─── Input records

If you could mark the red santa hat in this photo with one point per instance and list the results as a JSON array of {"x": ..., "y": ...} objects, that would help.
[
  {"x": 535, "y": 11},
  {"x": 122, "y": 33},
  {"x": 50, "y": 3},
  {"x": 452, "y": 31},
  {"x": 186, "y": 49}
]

──────

- **Required action**: The entries above are to be output exactly as they appear.

- **Finished exercise**:
If you could mark the red santa hat in this photo with one point per instance and list the results as a JSON array of {"x": ..., "y": ...} objects, that would help.
[
  {"x": 535, "y": 11},
  {"x": 122, "y": 33},
  {"x": 50, "y": 3},
  {"x": 452, "y": 31},
  {"x": 186, "y": 49}
]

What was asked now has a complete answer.